ASSIGNMENT: Set down, word for word, the stretch of lines from the one containing "instance, sample <point>384,310</point>." to the end of the records below.

DATA RECORDS:
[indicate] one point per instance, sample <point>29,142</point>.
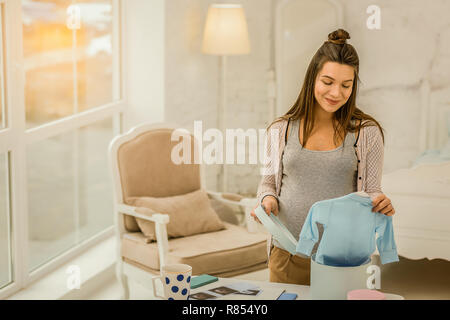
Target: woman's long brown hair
<point>348,118</point>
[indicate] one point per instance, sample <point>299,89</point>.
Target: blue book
<point>202,280</point>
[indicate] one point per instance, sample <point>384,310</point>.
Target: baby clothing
<point>349,232</point>
<point>310,176</point>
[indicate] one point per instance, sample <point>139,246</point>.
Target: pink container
<point>365,294</point>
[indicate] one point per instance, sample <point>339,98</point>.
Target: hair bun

ANSWER FOR THIS EXERCISE:
[indicate] one point per instance, sample <point>384,310</point>.
Target: baby clothing
<point>349,232</point>
<point>310,176</point>
[indicate] one point per instance, sample <point>139,246</point>.
Target: pink container
<point>365,294</point>
[indicate] one point per instance, sample <point>339,98</point>.
Target: hair bun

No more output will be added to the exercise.